Copy out all of the data below line for line, leaving out the pictures.

▬▬▬

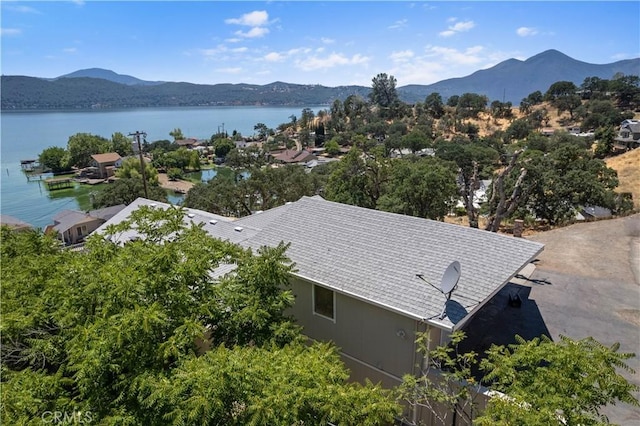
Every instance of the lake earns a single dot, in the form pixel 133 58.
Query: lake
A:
pixel 24 134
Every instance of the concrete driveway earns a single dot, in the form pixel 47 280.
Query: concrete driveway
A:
pixel 586 283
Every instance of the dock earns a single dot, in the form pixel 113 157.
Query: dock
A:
pixel 62 183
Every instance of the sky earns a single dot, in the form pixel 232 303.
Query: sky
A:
pixel 331 43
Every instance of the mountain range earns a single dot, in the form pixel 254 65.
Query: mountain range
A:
pixel 510 80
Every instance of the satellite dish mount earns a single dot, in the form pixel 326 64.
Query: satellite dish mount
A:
pixel 448 283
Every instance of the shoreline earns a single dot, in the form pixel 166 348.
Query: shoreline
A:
pixel 177 185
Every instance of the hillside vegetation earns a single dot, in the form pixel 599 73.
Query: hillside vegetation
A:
pixel 508 81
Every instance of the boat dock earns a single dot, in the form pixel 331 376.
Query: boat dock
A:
pixel 62 183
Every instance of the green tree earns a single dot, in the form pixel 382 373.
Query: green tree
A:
pixel 82 146
pixel 469 105
pixel 121 144
pixel 566 179
pixel 626 89
pixel 384 92
pixel 262 130
pixel 604 141
pixel 125 191
pixel 424 187
pixel 434 105
pixel 119 331
pixel 176 134
pixel 130 169
pixel 332 148
pixel 359 178
pixel 537 382
pixel 55 158
pixel 446 385
pixel 563 96
pixel 579 378
pixel 223 146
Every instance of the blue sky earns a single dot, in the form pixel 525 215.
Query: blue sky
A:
pixel 308 42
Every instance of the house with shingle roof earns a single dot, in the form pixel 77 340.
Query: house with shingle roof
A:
pixel 362 276
pixel 105 165
pixel 14 223
pixel 290 156
pixel 72 226
pixel 628 135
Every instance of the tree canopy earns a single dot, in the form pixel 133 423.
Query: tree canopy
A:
pixel 144 333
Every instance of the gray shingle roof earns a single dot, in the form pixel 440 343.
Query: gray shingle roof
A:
pixel 374 256
pixel 69 218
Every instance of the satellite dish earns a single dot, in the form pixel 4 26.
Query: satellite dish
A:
pixel 447 284
pixel 450 277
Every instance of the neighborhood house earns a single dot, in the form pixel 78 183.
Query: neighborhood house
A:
pixel 103 166
pixel 369 280
pixel 72 226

▬▬▬

Problem solution:
Every instance of the lake earns a single dot, in the form pixel 133 58.
Query: lake
A:
pixel 24 134
Every instance of the concrete driveway earns a single dot, in the form pixel 47 280.
Query: concrete driveway
A:
pixel 586 283
Every instance of the dock earns a single dot, in the form pixel 113 157.
Query: dock
A:
pixel 62 183
Every instance of the sky earns a single dot, in the form pixel 232 303.
Query: sky
A:
pixel 331 43
Every instance of the mountain range earns a single dot, in the form pixel 254 65.
Query: mountain range
A:
pixel 510 80
Every instance of the satellite dish mount earns a single dot, in the form pixel 326 64.
Query: satellite dish mount
A:
pixel 448 283
Every instance of the shoreline earns a single dot, in the form pixel 166 348.
Query: shoreline
A:
pixel 177 185
Every instance of the hillside vegetation earns a single dot, in the form pixel 599 73.
Query: hillside vegetation
A:
pixel 508 81
Every instance of the boat dock earns a single dot, in the form pixel 331 376.
Query: boat dock
A:
pixel 62 183
Every instance of the green tree earns a single dot, in the form pixel 382 373.
Query: green tree
A:
pixel 82 146
pixel 469 105
pixel 121 144
pixel 566 179
pixel 626 89
pixel 384 92
pixel 262 130
pixel 604 141
pixel 125 191
pixel 424 187
pixel 434 105
pixel 119 331
pixel 176 134
pixel 130 169
pixel 332 148
pixel 359 178
pixel 537 382
pixel 55 158
pixel 446 385
pixel 563 96
pixel 579 378
pixel 223 146
Every instance of the blue sky earns a single dot, in the form pixel 525 215.
Query: blue sky
A:
pixel 308 42
Every instance of the house with shingle roof earns a single dot, in the form pixel 77 340.
Query: house with shingle roof
A:
pixel 362 276
pixel 105 165
pixel 14 223
pixel 290 156
pixel 72 226
pixel 628 135
Every instance of the tree canopy earns a single dot, in the form pixel 133 423.
Query: tree canopy
A:
pixel 144 333
Every instance of the gray shingle roof earns a single dot, in the form pixel 440 343.
Query: gray shingle roof
A:
pixel 374 256
pixel 69 218
Every instance of the satellite dish earns a single dot, in the form pixel 4 26.
Query: satellite dish
A:
pixel 447 284
pixel 450 277
Every instance of the neighborhood house earns a single dot, in the form pixel 78 183.
Query: neighborhood house
A:
pixel 103 166
pixel 369 280
pixel 72 226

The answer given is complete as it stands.